(Dataset entries)
============
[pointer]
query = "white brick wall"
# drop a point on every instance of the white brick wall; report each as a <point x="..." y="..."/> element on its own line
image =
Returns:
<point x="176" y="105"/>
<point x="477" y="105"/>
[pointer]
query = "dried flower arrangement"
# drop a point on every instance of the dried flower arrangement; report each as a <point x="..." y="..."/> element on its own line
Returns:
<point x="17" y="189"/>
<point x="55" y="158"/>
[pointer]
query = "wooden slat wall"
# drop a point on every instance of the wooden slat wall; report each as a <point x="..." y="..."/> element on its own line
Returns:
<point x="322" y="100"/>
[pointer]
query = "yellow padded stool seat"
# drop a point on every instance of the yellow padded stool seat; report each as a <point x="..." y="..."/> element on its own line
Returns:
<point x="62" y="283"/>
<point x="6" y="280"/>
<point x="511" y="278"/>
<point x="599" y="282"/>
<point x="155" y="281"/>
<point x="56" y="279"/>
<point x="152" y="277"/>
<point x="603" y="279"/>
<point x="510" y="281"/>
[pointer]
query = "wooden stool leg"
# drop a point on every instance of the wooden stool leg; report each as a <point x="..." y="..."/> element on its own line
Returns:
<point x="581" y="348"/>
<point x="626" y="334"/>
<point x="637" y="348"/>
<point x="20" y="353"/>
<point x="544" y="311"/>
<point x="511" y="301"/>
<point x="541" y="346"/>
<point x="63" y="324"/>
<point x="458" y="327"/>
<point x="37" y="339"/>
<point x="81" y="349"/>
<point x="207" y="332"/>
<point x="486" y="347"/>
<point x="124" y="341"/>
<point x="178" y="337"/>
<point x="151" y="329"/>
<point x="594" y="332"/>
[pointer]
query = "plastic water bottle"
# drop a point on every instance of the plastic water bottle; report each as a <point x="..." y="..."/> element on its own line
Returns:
============
> **Work to complete**:
Transcribe every line of the data, exactly as it stands.

> **Output**:
[pointer]
query = "white brick wall"
# drop a point on every instance of the white brick wall; report each as a <point x="..." y="..."/> element on its own line
image =
Returns:
<point x="176" y="105"/>
<point x="477" y="105"/>
[pointer]
query = "dried flower arrangement"
# drop a point on every instance of the dried flower arrangement; report each as a <point x="..." y="..."/> element on its own line
Returns:
<point x="17" y="189"/>
<point x="55" y="158"/>
[pointer]
query = "wooden slat wall"
# drop a point on every instance of the wooden slat wall; report each as a <point x="..." y="..."/> element on its own line
Returns:
<point x="322" y="100"/>
[pointer]
query = "yellow padded stool seat"
# drop a point on every instance of the yellow padded stool seat; report each as a <point x="..." y="..."/> element on its own line
Returns:
<point x="62" y="283"/>
<point x="6" y="280"/>
<point x="511" y="278"/>
<point x="599" y="282"/>
<point x="155" y="281"/>
<point x="56" y="279"/>
<point x="152" y="277"/>
<point x="603" y="279"/>
<point x="510" y="281"/>
[pointer]
query = "wooden stool leg"
# drop a point on every instance of the wooden stool leg; report each as a <point x="..." y="..."/> element on its own line
Returns:
<point x="581" y="348"/>
<point x="626" y="334"/>
<point x="637" y="348"/>
<point x="20" y="353"/>
<point x="544" y="311"/>
<point x="511" y="301"/>
<point x="541" y="346"/>
<point x="63" y="324"/>
<point x="458" y="327"/>
<point x="37" y="339"/>
<point x="81" y="349"/>
<point x="207" y="332"/>
<point x="486" y="347"/>
<point x="124" y="341"/>
<point x="178" y="337"/>
<point x="151" y="329"/>
<point x="594" y="332"/>
[pointer]
query = "plastic water bottle"
# drop a point on every instance of the plastic water bottle; report each as a <point x="..." y="..."/> element on its own line
Returns:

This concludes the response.